- Opening Delimiter -

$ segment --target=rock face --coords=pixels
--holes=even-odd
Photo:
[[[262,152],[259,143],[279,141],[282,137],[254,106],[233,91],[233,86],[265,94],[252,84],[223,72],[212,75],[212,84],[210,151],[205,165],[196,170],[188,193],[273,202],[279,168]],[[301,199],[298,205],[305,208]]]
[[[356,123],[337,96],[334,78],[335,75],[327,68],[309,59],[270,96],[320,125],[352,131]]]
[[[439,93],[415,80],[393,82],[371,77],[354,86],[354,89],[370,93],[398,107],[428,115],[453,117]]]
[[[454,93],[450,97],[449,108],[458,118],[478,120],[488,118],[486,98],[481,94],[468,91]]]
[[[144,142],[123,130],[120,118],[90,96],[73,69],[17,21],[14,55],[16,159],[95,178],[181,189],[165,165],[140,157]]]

- Closing Delimiter -
- Opening Delimiter -

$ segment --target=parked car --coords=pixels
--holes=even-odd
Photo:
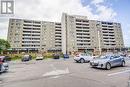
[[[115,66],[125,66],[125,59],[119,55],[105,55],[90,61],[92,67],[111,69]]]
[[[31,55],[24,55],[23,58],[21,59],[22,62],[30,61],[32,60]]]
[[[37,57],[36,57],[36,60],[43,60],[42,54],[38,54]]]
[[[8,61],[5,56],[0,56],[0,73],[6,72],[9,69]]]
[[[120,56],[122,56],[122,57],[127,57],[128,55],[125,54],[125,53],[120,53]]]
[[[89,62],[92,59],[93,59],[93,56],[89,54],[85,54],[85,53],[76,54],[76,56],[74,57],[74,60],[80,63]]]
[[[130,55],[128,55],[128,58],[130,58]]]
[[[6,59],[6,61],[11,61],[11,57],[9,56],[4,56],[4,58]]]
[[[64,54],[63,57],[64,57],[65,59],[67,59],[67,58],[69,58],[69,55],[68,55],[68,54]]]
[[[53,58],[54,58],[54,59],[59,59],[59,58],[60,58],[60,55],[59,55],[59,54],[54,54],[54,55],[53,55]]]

- Closing Delimiter -
- Opening Delimiter -

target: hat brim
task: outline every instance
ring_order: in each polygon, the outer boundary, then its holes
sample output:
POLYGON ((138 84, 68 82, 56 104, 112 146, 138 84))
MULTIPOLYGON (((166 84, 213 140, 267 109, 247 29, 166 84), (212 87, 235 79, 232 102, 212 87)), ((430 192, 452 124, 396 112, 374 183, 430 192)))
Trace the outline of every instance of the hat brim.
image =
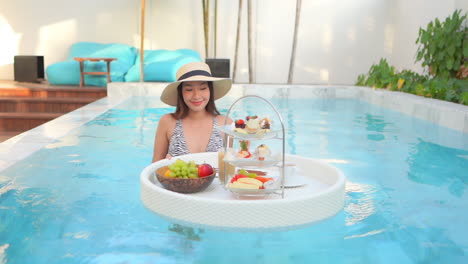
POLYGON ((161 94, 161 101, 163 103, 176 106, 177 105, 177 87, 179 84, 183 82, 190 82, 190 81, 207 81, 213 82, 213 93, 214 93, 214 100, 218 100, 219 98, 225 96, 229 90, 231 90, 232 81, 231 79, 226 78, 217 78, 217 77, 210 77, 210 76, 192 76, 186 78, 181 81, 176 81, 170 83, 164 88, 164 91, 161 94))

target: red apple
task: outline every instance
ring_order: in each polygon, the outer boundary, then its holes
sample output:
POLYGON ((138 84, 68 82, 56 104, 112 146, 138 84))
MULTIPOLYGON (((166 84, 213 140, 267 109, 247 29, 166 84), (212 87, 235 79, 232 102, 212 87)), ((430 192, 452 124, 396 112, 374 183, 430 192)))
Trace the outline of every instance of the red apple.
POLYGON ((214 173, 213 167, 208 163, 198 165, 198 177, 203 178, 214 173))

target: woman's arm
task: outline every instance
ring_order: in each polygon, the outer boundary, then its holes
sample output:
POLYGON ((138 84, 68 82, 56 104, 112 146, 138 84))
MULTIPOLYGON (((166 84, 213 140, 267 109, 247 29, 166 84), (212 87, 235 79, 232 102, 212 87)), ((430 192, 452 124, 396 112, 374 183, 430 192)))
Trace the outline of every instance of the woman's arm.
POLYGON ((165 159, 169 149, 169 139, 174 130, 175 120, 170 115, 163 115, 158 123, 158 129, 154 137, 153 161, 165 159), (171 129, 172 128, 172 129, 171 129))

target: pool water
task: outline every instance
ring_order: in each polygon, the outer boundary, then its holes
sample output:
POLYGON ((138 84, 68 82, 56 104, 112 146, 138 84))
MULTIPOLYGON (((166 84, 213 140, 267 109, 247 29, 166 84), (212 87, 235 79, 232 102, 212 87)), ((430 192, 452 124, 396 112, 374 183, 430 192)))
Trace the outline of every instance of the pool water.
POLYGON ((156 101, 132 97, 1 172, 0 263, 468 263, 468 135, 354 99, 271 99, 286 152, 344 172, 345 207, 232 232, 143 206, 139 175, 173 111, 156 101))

- Closing Delimiter -

Assignment: Go through the entries above and copy each line with "pixels" in it.

Solution for this task:
$ segment --target=rock face --coords=pixels
$ segment --target=parked car --coords=pixels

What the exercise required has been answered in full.